**Task details:** Count the lines in the records below that contain the string "cloud". Output only the resulting number.

------ Excerpted data ------

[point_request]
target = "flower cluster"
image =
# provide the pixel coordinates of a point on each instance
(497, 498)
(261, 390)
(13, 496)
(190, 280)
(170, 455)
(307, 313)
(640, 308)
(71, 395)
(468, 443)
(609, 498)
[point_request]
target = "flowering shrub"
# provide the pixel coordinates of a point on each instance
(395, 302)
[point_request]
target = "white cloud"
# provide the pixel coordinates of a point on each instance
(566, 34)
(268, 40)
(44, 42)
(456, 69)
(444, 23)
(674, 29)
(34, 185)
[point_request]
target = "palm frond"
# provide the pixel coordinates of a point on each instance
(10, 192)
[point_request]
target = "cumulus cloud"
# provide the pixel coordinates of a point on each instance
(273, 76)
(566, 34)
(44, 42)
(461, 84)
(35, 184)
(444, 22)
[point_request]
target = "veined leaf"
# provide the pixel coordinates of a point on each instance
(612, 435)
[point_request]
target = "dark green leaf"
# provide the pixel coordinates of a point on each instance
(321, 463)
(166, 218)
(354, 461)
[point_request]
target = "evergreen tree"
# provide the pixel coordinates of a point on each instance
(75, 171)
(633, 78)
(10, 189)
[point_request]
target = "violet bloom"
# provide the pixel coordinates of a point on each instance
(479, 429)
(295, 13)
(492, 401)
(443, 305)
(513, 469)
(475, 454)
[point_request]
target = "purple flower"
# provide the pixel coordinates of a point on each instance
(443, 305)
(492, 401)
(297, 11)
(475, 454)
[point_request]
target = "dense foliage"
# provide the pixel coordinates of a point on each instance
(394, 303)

------

**Full output:** 2